April 7, 2013
The United States is a consumption monster when it comes to prescription drugs. And while we are beginning to see their effects on our health and our wallets, we often don’t consider their effects on the environment and the world around us. What’s more, we don’t even know how present these drugs truly are, especially when considering how big pharma has been putting pharmaceuticals in water across the nation for years.
Pharmaceuticals in Water Thanks to Big Pharma
In 2002, federal scientists discovered that  such pharmaceutical drugs are being dumped into the sewer systems and potentially finding their ways back into the drinking water.
According to MSNBC , the presence of pharmaceuticals in water at sewage treatment plants downstream from drug manufacturing facilities are much higher than the levels at plants where there are no drug makers upstream. These drugs include opiates, tranquilizers, and barbiturates, among many other active pharmaceutical ingredients .
Pharmaceutical companies are quick to say their wastewater doesn’t pollute the water systems around them, but this analysis would suggest that (like in many other situations), they aren’t being completely honest.
One drug was detected in levels “hundreds of times higher than the level at which federal regulators can order a review of a drug’s environmental impact.” That drug was the muscle relaxer metaxalone .
But the Drugs are Removed During Water Treatment, Right?
You would think that wastewater treatment plants would remove the pharmaceuticals in water along with other contaminants, but, another study from the Environmental Protection Agency, found that an antibiotic which was going down the drains at a Pfizer, Inc. factory in Kalamazoo, Mich. was still detectable after the water had been treated.

■ Directions ■
• A. Answer these questions from the article on pharmaceuticals in water:
(i) In what year did federal scientists discover that pharmaceutical drugs were being dumped into sewer systems?
(ii) Which drug was detected at levels hundreds of times higher than the level at which federal regulators can order a review?
(iii) In what city was the Pfizer, Inc. factory located?
• B. Please retype the article on pharmaceuticals in water, starting with "Pharmaceuticals in Water Thanks" and going on through "being completely honest.".
• C. Write the next part of the article on pharmaceuticals in water, picking up after its final sentence.

■ Available data ■
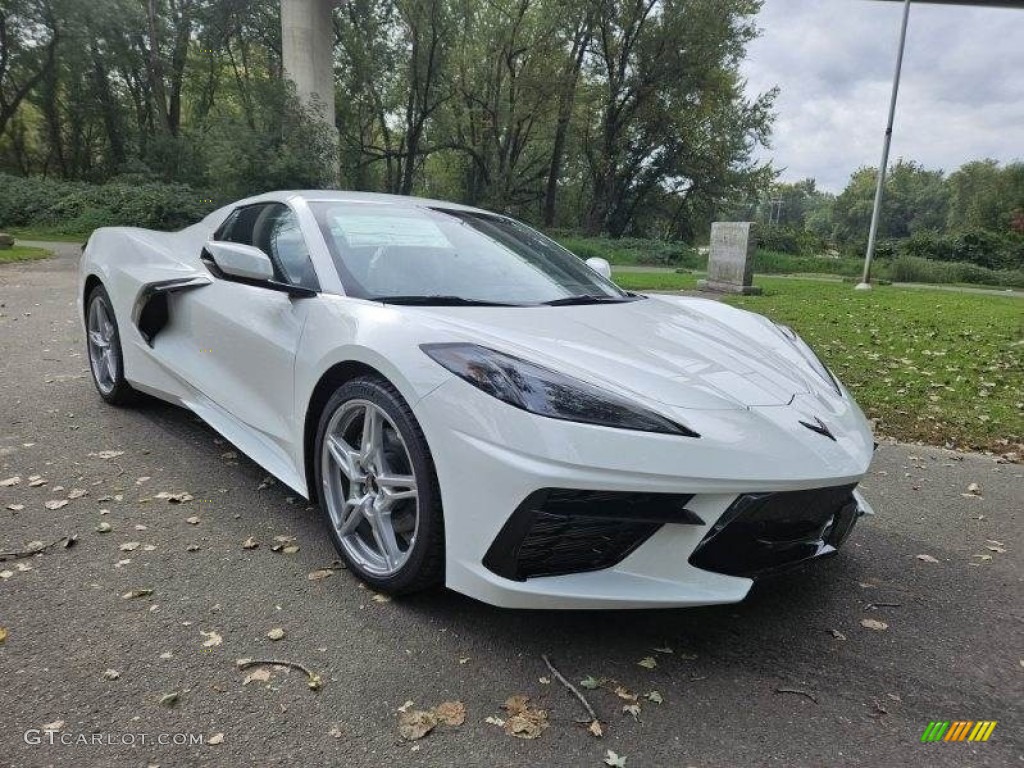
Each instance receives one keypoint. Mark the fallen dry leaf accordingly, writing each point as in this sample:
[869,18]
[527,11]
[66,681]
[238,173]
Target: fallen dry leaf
[872,624]
[523,721]
[415,724]
[174,498]
[625,693]
[212,638]
[451,713]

■ Answers by item ■
• A.
(i) 2002
(ii) The muscle relaxer metaxalone
(iii) Kalamazoo, Mich.

• B.
Pharmaceuticals in Water Thanks to Big Pharma
In 2002, federal scientists discovered that  such pharmaceutical drugs are being dumped into the sewer systems and potentially finding their ways back into the drinking water.
According to MSNBC , the presence of pharmaceuticals in water at sewage treatment plants downstream from drug manufacturing facilities are much higher than the levels at plants where there are no drug makers upstream. These drugs include opiates, tranquilizers, and barbiturates, among many other active pharmaceutical ingredients .
Pharmaceutical companies are quick to say their wastewater doesn’t pollute the water systems around them, but this analysis would suggest that (like in many other situations), they aren’t being completely honest.

• C.
This drug, lincomycin, was found in a 2008 study to make human cancer in kidney cells and fish liver cells “proliferate” when combined in minute concentrations with other drugs. Other studies found lincomycin to act as a mutagen, actually changing the genes within algae, bacteria, fish, and microscopic aquatic animals.
At the time of these studies, Pfizer spokesman Rick Chambers admitted that they didn’t test wastewater leaving the facilities, assuring the media, however, that they were in compliance with the laws.
Many of us know the dangers of the drugs pumped into the sick and often-unaware citizens of this country. As a result of this knowledge, many of us avoid pharmaceuticals except for in extreme and emergency situations.
But, what if these substances that we work so hard to avoid, have found their way into our bodies regardless? Seeing as pharmaceuticals in water is a growing problem, it is evident that these drugs are indeed finding their way.
Though pharmaceutical companies may be following all of the “laws”, the laws don’t mandate any ethical accountability, and it’s obvious Big Pharma hasn’t written any into their policy manuals either.